» **What you are asked to do**
Set down, without alteration, the lines from the one that contains "--target ankai logo" through the final line of the material below.
-------------------------
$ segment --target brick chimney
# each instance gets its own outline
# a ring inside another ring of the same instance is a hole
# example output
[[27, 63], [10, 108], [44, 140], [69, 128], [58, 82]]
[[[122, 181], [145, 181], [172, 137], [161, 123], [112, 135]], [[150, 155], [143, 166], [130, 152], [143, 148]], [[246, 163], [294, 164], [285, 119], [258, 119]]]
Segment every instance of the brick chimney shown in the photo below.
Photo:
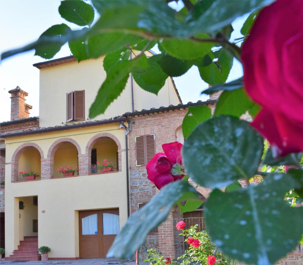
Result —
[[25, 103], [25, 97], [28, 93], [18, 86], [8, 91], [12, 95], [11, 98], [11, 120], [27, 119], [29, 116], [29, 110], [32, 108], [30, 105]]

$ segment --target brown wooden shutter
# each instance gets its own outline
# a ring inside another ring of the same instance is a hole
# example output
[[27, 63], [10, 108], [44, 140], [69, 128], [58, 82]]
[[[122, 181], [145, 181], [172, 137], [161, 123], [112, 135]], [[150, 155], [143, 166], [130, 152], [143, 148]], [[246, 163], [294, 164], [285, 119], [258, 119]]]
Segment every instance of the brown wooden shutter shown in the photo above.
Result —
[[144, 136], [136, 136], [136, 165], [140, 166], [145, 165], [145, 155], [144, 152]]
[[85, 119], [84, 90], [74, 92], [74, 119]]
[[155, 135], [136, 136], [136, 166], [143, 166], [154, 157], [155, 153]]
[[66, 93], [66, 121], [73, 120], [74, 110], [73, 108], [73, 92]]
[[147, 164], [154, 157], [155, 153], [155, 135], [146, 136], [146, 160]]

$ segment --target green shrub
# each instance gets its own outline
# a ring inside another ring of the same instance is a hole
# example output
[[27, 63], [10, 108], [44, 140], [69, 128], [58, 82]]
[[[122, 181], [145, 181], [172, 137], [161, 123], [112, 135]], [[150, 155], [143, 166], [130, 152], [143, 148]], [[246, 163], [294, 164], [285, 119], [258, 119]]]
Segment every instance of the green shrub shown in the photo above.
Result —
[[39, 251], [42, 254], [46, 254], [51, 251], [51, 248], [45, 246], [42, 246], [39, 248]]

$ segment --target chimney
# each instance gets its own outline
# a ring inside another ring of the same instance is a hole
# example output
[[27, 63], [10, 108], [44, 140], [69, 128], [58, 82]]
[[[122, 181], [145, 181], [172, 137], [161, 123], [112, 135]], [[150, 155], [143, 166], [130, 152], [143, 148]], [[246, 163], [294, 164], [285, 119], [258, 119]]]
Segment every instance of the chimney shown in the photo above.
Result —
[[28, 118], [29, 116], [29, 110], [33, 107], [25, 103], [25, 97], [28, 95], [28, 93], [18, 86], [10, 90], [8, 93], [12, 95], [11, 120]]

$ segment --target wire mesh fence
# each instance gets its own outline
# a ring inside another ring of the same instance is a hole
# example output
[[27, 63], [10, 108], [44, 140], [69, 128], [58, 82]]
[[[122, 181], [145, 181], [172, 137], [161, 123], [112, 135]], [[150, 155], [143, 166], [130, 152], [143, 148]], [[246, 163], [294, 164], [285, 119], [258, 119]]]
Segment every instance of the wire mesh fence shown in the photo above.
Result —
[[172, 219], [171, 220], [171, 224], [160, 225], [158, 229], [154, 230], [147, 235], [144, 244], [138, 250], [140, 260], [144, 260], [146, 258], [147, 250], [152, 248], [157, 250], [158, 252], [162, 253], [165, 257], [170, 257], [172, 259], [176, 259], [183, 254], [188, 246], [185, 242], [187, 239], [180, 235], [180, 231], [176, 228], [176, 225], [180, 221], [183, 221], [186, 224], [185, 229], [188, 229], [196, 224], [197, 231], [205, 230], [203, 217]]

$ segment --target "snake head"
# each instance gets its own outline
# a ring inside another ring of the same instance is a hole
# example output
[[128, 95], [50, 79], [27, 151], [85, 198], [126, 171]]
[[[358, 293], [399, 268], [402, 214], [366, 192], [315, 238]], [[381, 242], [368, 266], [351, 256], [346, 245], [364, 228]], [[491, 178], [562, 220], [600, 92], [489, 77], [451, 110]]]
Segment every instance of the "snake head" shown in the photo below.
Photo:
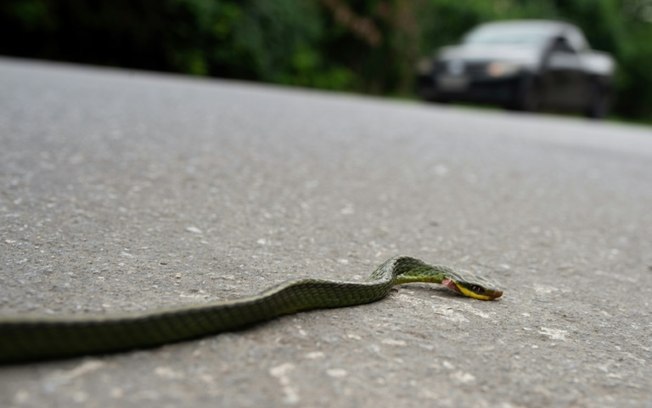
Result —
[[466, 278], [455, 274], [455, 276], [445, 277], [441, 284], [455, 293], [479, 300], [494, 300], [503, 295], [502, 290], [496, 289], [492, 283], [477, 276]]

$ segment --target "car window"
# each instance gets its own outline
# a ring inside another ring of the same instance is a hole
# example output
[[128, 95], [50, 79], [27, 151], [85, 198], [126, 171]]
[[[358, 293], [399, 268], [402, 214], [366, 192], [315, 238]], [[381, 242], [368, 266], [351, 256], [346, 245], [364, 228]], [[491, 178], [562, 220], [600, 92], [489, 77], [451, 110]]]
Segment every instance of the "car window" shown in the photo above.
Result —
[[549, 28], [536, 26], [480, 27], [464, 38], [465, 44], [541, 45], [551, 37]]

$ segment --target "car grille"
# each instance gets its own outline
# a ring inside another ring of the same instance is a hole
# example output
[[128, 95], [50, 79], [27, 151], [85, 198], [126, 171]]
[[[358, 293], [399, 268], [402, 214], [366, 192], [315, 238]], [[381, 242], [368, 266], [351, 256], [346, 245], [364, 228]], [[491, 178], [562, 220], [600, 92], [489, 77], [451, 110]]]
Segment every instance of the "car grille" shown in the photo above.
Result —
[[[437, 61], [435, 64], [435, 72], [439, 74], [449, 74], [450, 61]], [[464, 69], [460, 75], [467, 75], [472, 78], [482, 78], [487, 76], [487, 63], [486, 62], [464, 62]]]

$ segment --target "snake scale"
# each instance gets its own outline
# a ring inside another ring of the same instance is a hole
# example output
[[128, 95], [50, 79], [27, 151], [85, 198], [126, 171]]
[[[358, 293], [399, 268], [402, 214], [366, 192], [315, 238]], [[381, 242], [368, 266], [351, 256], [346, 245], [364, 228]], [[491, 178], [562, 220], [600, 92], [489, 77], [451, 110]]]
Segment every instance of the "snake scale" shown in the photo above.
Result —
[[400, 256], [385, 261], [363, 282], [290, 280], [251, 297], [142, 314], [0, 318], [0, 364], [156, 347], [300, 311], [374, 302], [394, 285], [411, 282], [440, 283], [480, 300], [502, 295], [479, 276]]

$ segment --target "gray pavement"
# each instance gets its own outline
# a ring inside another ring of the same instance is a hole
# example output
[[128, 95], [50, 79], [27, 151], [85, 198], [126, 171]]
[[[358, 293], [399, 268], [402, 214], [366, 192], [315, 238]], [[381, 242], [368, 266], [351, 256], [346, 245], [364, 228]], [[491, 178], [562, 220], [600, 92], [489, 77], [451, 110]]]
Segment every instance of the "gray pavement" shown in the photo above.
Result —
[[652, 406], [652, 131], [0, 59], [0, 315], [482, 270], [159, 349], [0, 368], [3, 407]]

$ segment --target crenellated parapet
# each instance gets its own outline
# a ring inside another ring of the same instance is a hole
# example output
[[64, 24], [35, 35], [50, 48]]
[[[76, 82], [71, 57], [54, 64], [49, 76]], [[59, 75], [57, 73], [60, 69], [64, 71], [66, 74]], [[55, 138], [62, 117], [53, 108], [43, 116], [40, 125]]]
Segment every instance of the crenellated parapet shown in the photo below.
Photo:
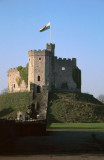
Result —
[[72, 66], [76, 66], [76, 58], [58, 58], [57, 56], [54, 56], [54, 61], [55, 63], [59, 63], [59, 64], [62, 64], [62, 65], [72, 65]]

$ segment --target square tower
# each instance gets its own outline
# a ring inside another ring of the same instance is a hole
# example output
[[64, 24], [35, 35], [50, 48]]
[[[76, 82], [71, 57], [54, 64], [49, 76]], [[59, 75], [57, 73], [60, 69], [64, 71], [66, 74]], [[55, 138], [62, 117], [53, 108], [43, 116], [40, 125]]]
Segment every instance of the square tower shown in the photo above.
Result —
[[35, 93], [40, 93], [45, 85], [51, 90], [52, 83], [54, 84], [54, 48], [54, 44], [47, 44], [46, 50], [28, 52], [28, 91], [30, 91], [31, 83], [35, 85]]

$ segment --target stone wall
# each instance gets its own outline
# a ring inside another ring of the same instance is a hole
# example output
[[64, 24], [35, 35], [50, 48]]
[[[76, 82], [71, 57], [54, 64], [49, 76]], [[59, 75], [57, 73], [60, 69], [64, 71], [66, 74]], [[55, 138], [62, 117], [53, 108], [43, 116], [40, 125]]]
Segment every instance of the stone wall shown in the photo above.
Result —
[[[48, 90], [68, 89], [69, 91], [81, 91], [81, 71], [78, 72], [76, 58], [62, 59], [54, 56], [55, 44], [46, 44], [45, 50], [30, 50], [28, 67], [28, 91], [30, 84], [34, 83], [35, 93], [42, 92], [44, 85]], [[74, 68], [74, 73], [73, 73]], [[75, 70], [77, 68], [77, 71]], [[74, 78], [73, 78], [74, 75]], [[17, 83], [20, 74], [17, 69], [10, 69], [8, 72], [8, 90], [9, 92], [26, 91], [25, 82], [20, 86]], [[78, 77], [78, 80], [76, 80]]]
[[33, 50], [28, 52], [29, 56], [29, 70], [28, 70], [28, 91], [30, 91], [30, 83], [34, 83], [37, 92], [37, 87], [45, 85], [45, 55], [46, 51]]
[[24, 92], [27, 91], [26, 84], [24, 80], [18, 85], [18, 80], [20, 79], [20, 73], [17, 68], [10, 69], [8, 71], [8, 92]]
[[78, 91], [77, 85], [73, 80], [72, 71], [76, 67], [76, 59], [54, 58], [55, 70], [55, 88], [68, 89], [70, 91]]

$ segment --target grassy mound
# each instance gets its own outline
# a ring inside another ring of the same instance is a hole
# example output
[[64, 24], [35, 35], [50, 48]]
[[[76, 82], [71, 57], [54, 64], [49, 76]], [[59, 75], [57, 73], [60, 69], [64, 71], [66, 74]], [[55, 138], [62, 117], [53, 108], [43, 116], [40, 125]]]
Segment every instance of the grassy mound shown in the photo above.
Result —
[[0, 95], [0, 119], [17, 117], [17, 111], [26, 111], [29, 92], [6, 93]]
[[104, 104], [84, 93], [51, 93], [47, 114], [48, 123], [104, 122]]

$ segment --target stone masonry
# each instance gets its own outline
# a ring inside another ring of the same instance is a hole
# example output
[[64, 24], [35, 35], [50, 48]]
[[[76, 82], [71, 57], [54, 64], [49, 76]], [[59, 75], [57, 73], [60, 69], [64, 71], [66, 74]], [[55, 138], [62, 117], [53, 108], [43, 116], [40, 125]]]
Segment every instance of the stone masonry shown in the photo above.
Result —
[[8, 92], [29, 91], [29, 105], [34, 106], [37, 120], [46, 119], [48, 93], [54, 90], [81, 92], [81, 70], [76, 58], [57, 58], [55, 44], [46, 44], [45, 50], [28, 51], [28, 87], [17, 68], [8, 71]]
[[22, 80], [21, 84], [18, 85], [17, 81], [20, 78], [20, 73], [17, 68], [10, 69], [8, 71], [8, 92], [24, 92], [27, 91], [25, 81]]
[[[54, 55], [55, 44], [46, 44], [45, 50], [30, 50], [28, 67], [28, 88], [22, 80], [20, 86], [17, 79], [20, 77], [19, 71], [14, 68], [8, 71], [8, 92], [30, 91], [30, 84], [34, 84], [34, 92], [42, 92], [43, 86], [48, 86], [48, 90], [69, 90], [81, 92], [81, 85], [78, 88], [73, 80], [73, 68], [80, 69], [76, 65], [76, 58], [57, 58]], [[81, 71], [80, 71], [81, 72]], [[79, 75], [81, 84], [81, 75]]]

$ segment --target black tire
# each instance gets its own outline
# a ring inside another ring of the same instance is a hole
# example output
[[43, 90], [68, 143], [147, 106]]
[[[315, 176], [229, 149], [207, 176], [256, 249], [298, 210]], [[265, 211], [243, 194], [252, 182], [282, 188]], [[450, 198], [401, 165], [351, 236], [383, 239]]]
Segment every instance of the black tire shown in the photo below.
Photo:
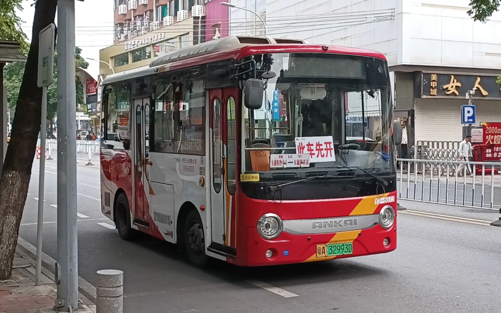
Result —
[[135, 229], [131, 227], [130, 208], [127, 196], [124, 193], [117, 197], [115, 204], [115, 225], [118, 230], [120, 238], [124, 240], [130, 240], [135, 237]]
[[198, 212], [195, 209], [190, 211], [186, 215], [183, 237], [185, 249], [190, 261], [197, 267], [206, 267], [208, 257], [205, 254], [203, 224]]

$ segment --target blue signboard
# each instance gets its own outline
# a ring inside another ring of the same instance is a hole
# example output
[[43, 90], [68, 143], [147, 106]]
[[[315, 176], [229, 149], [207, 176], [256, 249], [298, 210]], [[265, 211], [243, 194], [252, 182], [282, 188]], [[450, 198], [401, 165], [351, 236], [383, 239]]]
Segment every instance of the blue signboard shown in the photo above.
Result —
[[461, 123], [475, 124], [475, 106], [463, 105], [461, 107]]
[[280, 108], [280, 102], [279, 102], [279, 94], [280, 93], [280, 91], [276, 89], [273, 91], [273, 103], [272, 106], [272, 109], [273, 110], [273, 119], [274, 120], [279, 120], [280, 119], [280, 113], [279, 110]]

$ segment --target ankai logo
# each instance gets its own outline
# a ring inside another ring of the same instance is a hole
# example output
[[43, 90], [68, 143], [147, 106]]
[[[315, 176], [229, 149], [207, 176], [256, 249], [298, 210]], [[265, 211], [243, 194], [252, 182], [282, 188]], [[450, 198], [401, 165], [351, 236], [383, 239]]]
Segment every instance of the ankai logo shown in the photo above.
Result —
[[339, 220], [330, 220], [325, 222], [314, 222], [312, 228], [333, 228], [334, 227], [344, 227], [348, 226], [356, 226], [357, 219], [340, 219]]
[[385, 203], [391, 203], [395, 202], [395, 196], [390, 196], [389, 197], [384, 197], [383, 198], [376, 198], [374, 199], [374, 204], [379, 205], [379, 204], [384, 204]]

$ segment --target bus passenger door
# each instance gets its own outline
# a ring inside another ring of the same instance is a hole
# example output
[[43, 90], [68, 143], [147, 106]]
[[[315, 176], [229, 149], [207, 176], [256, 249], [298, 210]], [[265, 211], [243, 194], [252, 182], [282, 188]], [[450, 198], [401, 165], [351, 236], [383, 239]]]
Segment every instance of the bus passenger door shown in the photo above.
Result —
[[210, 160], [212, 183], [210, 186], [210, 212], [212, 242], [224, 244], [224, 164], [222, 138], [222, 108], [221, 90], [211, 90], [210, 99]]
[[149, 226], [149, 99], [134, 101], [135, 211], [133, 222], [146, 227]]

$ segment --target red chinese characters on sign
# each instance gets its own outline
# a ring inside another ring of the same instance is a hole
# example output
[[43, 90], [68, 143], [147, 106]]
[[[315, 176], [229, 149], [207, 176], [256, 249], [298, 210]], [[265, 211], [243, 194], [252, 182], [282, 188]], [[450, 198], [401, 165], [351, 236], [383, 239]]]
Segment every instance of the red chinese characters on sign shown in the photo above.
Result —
-------------------------
» **Final result**
$ segment --target ankai logo
# each instance gets its own outline
# a ring inside another ring of the same instance is a hole
# example output
[[43, 90], [68, 143], [147, 106]]
[[[315, 176], [229, 149], [207, 176], [256, 249], [298, 210]], [[265, 211], [243, 194], [252, 182], [282, 188]], [[450, 198], [401, 165], [351, 236], [383, 239]]]
Segment every instance of the ankai logo shown in the photo above.
Result —
[[339, 220], [330, 220], [325, 222], [314, 222], [312, 228], [333, 228], [334, 227], [344, 227], [348, 226], [356, 226], [357, 219], [340, 219]]
[[385, 203], [391, 203], [395, 202], [395, 196], [390, 196], [389, 197], [384, 197], [383, 198], [376, 198], [374, 199], [374, 204], [379, 205], [379, 204], [384, 204]]

$ segment --target bus passenger door
# each instance gets its own outline
# a ring inside another ring of the same instance is a hole
# example output
[[43, 90], [68, 143], [147, 106]]
[[[315, 176], [229, 149], [207, 176], [256, 249], [298, 210]], [[265, 211], [243, 194], [252, 182], [282, 188]], [[450, 198], [401, 165], [351, 236], [383, 239]]]
Segment every instance of the bus passenger door shown in the photo above.
Result —
[[210, 160], [212, 183], [210, 186], [210, 212], [212, 242], [224, 244], [224, 164], [222, 138], [222, 108], [221, 90], [211, 90], [210, 99]]
[[149, 226], [149, 99], [134, 101], [135, 211], [133, 222], [146, 227]]

$ segment --target red chinese characters on sign
# each instance gets its own outline
# a ring inside another ring of the same instance is a hole
# example output
[[43, 90], [68, 143], [147, 106]]
[[[315, 176], [229, 149], [207, 176], [256, 249], [298, 210]], [[265, 211], [243, 194], [252, 182], [282, 188]], [[450, 198], [401, 165], [351, 236], [383, 239]]]
Segment every instance of the red chinese characters on sign shown in the photo above.
Result —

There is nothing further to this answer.